● Written problem
Update the entries from the line containing "Reviewer check: each instance of the garage" through the end of the entries: give only those lines again, with every "exactly one marker" replaced by "a single marker" and everything else unchanged.

● Records for the task

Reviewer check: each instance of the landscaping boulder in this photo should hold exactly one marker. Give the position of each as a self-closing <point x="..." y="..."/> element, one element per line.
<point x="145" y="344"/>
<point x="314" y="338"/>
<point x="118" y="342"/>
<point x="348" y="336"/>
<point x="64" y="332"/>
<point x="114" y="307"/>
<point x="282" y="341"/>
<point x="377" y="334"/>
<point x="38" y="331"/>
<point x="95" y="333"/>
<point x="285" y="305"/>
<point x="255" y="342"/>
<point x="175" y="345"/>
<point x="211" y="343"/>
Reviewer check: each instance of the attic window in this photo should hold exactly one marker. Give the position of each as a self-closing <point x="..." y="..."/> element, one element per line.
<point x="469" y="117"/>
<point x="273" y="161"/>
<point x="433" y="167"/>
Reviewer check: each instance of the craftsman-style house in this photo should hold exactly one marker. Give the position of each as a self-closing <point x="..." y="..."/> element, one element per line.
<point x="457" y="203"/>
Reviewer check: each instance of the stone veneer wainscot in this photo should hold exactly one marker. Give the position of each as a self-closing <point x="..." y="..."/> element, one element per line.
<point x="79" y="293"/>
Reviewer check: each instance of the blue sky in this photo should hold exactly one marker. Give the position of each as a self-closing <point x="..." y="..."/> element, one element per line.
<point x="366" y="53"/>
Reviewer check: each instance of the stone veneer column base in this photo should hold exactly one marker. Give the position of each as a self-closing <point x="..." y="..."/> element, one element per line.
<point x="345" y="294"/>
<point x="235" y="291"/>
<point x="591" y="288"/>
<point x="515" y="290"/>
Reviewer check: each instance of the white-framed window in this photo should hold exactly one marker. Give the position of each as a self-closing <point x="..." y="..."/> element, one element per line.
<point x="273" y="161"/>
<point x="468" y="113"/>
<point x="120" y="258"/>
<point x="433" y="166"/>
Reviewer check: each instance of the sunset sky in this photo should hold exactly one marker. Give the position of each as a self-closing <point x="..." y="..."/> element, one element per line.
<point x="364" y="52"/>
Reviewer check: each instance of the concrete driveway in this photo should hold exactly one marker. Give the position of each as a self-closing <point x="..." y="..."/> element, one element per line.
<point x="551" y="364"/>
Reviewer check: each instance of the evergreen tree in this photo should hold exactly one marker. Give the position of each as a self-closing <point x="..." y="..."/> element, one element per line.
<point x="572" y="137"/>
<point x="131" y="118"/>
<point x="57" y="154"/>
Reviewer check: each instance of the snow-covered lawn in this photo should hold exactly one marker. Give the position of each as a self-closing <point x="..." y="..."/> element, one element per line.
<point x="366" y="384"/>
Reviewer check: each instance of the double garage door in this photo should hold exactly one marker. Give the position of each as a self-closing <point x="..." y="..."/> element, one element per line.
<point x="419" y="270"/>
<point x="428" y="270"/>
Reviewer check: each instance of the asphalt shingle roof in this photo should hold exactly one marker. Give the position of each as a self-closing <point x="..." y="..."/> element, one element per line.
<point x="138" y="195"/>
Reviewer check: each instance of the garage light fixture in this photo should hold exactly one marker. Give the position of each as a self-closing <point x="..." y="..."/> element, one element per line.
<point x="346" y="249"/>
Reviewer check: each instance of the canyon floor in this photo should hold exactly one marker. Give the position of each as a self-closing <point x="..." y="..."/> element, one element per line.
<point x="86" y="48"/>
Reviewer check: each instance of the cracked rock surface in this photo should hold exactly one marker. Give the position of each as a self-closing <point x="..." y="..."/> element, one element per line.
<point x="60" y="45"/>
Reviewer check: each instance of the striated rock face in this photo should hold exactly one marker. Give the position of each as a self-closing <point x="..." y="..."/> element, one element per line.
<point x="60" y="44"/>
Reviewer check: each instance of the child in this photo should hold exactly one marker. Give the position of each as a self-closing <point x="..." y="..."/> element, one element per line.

● Task result
Reviewer check: each instance of the garage light fixture in this photo should hold a single marker. Give the position of each as a self-closing <point x="..." y="..."/> element, one element per line.
<point x="346" y="249"/>
Reviewer check: each instance of the canyon floor in this photo should hold a single marker. Give the position of each as a self-closing <point x="..." y="..."/> element, one element per line.
<point x="86" y="48"/>
Reviewer check: each instance of the cracked rock surface in this photo should hold a single marker. Give the position of each as a self-closing <point x="..." y="..."/> element, one element per line.
<point x="60" y="45"/>
Reviewer check: each instance of the striated rock face in this photo should hold a single marker. Give the position of each as a self-closing <point x="..." y="..."/> element, one element per line.
<point x="60" y="44"/>
Reviewer check: each instance of the child in this photo should hold a single marker. Give the position of each as a self-closing <point x="..." y="..."/> element, one element per line.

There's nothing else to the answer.